§ **Aim of the task**
Give back the full listing, character for character, with no pictures.

══════════════════════════════

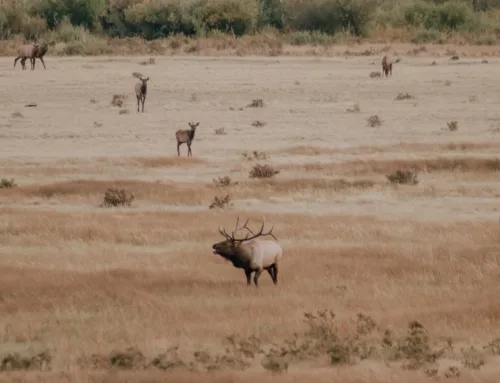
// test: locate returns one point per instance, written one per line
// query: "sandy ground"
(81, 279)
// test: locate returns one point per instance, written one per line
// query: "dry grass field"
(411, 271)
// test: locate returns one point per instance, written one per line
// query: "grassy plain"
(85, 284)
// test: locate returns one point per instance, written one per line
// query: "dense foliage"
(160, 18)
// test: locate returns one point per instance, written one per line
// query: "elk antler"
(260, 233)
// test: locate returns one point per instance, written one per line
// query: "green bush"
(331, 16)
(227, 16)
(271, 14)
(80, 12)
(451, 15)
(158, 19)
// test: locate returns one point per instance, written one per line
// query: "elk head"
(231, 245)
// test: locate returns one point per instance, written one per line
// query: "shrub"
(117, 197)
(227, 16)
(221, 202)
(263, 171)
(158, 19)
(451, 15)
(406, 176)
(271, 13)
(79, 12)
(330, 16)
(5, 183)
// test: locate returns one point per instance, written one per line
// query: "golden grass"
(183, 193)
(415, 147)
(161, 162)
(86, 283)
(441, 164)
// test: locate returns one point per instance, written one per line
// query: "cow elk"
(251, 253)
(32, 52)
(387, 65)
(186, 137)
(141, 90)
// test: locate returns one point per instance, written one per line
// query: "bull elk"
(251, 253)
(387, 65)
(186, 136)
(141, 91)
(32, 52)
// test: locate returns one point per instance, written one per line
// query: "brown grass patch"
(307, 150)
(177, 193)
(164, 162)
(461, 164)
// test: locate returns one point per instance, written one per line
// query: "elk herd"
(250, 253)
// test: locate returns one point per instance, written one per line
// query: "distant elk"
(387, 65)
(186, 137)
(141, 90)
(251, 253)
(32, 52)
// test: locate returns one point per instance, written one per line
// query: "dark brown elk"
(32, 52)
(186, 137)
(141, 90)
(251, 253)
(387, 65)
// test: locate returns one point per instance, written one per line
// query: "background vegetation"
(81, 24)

══════════════════════════════

§ **Reply to the task**
// test: locate returns one point per instance, written one per line
// query: "sandy ground"
(81, 279)
// test: locate returns one point per instance, written one per line
// query: "dry grass field"
(411, 271)
// test: locate returns one point per instance, written one per line
// query: "grassy plain"
(85, 284)
// test: locate returns one point per instance, written one per line
// query: "dense foliage"
(160, 18)
// test: locate returns one point per instance, written one per line
// query: "elk antler"
(260, 233)
// test: locate returns one point per instance, written one per line
// query: "green bush"
(331, 16)
(227, 16)
(271, 14)
(80, 12)
(451, 15)
(158, 19)
// test: locate returns one point per instance, written one per line
// query: "elk head"
(231, 245)
// test: locate returns one point per instance, written one per line
// query: "shrub"
(117, 197)
(227, 16)
(221, 202)
(263, 171)
(158, 19)
(451, 15)
(406, 176)
(271, 13)
(79, 12)
(330, 16)
(5, 183)
// test: locate returns one point per instance, written one per line
// query: "golden grass"
(183, 193)
(415, 147)
(161, 162)
(86, 283)
(441, 164)
// test: locate returns one point per instance, written one per line
// query: "cow elk"
(251, 253)
(32, 52)
(387, 65)
(186, 137)
(141, 90)
// test: locate returns one point per instance, written one per line
// query: "bull elk"
(251, 253)
(387, 65)
(186, 136)
(141, 91)
(32, 52)
// test: locate returns one point per instance, written one per line
// query: "brown grass patch"
(307, 150)
(177, 193)
(164, 162)
(461, 164)
// test: locate returns one point per instance, written one per line
// query: "elk herd"
(250, 253)
// test: locate returns one point per instance, written one per line
// query: "distant elk"
(387, 65)
(186, 137)
(141, 90)
(251, 253)
(32, 52)
// test: locate returns one point per instance, written one per line
// query: "dark brown elk"
(32, 52)
(186, 137)
(141, 90)
(251, 253)
(387, 65)
// test: locate returns one point per instance, written one per line
// query: "background vegetation"
(81, 24)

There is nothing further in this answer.